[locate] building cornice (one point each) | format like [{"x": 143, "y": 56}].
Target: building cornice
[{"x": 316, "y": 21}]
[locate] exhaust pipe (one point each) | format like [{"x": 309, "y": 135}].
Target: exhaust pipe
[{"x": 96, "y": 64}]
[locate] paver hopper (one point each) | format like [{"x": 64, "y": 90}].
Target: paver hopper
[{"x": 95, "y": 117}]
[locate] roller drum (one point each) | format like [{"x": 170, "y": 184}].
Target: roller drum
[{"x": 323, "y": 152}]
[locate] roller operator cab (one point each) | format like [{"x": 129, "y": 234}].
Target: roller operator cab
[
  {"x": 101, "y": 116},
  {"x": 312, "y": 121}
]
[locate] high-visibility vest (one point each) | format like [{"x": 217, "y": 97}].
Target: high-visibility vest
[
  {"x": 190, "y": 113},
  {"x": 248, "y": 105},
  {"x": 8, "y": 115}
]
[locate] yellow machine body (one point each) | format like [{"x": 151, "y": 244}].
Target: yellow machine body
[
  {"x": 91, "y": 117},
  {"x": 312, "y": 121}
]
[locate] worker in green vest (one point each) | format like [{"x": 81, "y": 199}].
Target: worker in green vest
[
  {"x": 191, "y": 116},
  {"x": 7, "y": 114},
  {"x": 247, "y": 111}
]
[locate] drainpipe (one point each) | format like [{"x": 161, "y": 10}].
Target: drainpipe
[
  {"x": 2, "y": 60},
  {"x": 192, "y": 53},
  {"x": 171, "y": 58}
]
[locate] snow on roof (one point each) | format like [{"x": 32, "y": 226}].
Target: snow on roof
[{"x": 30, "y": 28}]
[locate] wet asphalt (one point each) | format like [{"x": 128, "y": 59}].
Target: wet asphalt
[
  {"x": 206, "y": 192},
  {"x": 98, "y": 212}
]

> **Exercise details**:
Set all of the entries down again, exactly as they were given.

> **Answer to this task**:
[locate] building cornice (one point each) | format like [{"x": 143, "y": 56}].
Target: building cornice
[{"x": 316, "y": 21}]
[locate] exhaust pipe (one point each) | format like [{"x": 309, "y": 135}].
Target: exhaust pipe
[{"x": 96, "y": 64}]
[locate] paver hopper (one point each) | format like [{"x": 64, "y": 90}].
Target: paver hopper
[{"x": 95, "y": 117}]
[locate] roller drum (one point each) | format like [{"x": 170, "y": 184}].
Target: roller drum
[{"x": 323, "y": 152}]
[locate] roller operator cab (one point each) | format like [{"x": 129, "y": 234}].
Target: roller operator cab
[
  {"x": 101, "y": 116},
  {"x": 312, "y": 121}
]
[locate] high-visibility vest (one point each) | format like [{"x": 217, "y": 97}].
Target: high-visibility vest
[
  {"x": 190, "y": 113},
  {"x": 248, "y": 105},
  {"x": 8, "y": 115}
]
[locate] yellow machine body (one point each) | format like [{"x": 151, "y": 244}].
Target: yellow machine body
[
  {"x": 91, "y": 117},
  {"x": 312, "y": 121}
]
[locate] worker in green vest (one point each) | format like [{"x": 81, "y": 199}].
Target: worker in green vest
[
  {"x": 191, "y": 116},
  {"x": 7, "y": 114},
  {"x": 247, "y": 111}
]
[locate] drainpipe (one point each) | format like [{"x": 161, "y": 10}].
Target: drainpipe
[
  {"x": 2, "y": 60},
  {"x": 192, "y": 53},
  {"x": 171, "y": 58}
]
[locate] snow on roof (one point each) | format like [{"x": 32, "y": 226}].
Target: snow on roof
[{"x": 30, "y": 28}]
[locate] wet asphalt (one point each) | format like [{"x": 128, "y": 59}].
Target: wet asphalt
[
  {"x": 206, "y": 192},
  {"x": 98, "y": 212}
]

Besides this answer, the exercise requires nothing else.